Alors que l’ouragan Matthew a fait rage sur les côtes de Floride, beaucoup d’entre nous réévaluent leur état de préparation à une situation d’urgence. Mais bien que la nourriture et l’eau soient d’une importance critique dans une catastrophe, ils ne sont pas suffisants. Une étude récente montre que la façon avec laquelle vous réagissez pendant et après une catastrophe peut faire le plus de différence pour votre survie.
Comme les animaux, les humains possèdent de forts réflexes de survie. Malheureusement, les gens choisissent souvent le mauvais réflexe, paralysés comme une biche dans le faisceau des phares d’une voiture au pire moment possible. Prenons l’exemple du naufrage du M.V. Estonia dans la mer baltique le 28 septembre 1994.

CONSIGNE DE L'EXERCICE → Recopiez fidèlement le passage du texte sur les réflexes de survie, en commençant aux mots « Alors que l’ouragan » et en vous arrêtant après « 28 septembre 1994. ».

EXTRAITS DES ENTRÉES →
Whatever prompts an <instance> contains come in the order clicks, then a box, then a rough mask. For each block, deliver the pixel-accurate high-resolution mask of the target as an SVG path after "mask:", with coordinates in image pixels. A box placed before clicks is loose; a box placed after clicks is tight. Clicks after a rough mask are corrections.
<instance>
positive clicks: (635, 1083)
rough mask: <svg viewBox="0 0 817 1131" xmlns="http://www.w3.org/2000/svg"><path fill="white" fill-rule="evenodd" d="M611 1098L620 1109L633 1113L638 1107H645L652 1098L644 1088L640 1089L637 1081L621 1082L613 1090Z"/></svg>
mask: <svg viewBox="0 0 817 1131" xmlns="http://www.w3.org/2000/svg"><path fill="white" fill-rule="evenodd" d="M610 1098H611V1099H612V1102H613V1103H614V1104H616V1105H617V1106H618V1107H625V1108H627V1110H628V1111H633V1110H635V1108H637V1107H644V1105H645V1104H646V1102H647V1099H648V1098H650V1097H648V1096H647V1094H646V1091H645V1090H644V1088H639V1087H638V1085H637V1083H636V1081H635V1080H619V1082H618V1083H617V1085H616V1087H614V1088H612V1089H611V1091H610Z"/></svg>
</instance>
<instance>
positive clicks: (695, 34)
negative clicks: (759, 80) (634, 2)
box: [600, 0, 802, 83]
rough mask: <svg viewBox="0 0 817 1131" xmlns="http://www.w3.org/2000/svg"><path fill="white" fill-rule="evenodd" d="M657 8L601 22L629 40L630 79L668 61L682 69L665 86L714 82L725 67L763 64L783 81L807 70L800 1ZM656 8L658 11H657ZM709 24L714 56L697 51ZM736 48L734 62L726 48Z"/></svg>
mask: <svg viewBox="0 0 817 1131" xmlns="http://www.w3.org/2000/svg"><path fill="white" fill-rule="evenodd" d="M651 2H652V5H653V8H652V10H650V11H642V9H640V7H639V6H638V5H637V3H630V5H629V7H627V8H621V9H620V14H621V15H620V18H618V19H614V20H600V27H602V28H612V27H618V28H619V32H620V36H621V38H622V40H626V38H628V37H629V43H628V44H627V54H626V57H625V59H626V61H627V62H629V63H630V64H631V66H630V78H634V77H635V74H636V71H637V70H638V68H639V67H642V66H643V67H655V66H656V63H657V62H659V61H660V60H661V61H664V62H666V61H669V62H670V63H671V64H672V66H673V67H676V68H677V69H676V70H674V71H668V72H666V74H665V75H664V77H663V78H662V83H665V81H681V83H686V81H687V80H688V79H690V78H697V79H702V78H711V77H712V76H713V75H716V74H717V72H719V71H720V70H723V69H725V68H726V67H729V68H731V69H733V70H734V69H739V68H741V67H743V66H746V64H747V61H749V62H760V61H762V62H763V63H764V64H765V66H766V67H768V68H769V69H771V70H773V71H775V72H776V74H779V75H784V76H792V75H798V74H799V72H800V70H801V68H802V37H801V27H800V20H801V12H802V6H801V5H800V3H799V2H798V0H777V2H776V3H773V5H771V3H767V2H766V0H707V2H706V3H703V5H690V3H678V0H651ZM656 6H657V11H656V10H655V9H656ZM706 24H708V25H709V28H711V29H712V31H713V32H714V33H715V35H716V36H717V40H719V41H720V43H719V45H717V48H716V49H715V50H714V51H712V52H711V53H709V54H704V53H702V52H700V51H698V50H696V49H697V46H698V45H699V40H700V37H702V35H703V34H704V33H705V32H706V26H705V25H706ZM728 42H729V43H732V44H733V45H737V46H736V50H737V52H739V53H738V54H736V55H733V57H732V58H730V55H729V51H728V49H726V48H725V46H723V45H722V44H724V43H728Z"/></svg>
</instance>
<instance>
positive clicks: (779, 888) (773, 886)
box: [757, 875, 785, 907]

CORRIGÉ →
Alors que l’ouragan Matthew a fait rage sur les côtes de Floride, beaucoup d’entre nous réévaluent leur état de préparation à une situation d’urgence. Mais bien que la nourriture et l’eau soient d’une importance critique dans une catastrophe, ils ne sont pas suffisants. Une étude récente montre que la façon avec laquelle vous réagissez pendant et après une catastrophe peut faire le plus de différence pour votre survie.
Comme les animaux, les humains possèdent de forts réflexes de survie. Malheureusement, les gens choisissent souvent le mauvais réflexe, paralysés comme une biche dans le faisceau des phares d’une voiture au pire moment possible. Prenons l’exemple du naufrage du M.V. Estonia dans la mer baltique le 28 septembre 1994.